• [REQUIRED WORK]
a) In the forum thread about feeding two audio sources into one pair of headphones, what does the final reply say such a cable would damage?
b) From the forum thread about feeding two audio sources into one pair of headphones, retype the passage starting with "Not sure of" and going on through "the devices connected.".

# Solved: Cable for 2 Audio Sources into Headphones?



## halcour (Mar 2, 2005)

I need a cable to do this, so it would need to have two male ends which would plug into an MP3 player and another device, then a single female end that I could plug my headphones into. I would think such a beast exists but I don't know how to search for it, what terms I would use. Any help much appreciated.

Harold


----------



## Wino (Dec 1, 2001)

halcour said:


> I need a cable to do this, so it would need to have two male ends which would plug into an MP3 player and another device, then a single female end that I could plug my headphones into. I would think such a beast exists but I don't know how to search for it, what terms I would use. Any help much appreciated.
> 
> Harold


Not sure of size plug you need, but take a look at

http://www.cablesunlimited.com/products/Prod_Individual3.aspx?groupcode=I0345


----------



## K7M (Feb 27, 2000)

You can probably get one but you would damage the amplifier in one of the devices connected.

• [RECORDED INFORMATION]
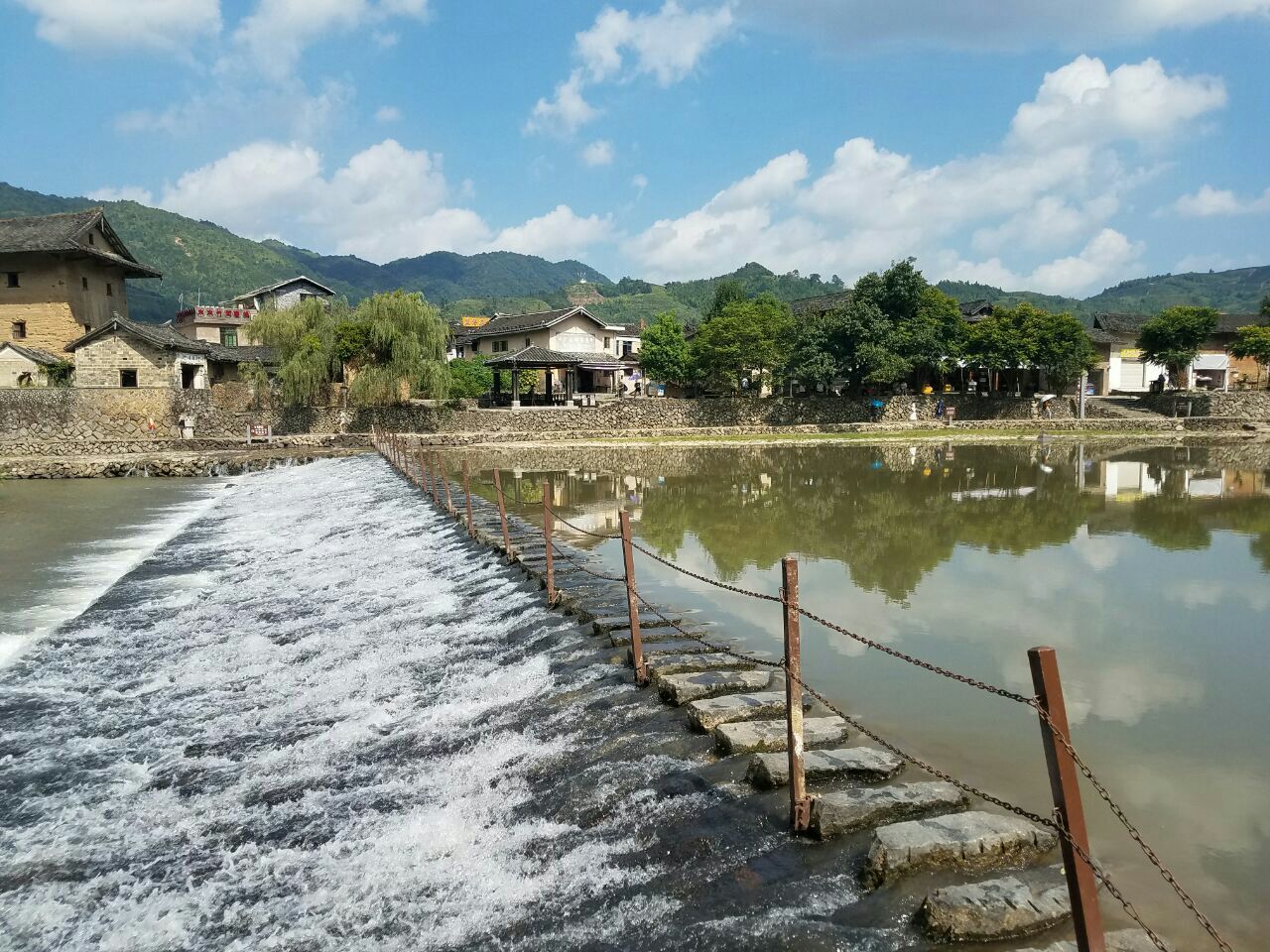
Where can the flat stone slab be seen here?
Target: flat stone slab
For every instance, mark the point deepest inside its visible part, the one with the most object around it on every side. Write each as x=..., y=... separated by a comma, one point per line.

• [ANSWERS TO THE PROBLEMS]
a) The amplifier in one of the connected devices.

b)
Not sure of size plug you need, but take a look at

http://www.cablesunlimited.com/products/Prod_Individual3.aspx?groupcode=I0345


----------



## K7M (Feb 27, 2000)

You can probably get one but you would damage the amplifier in one of the devices connected.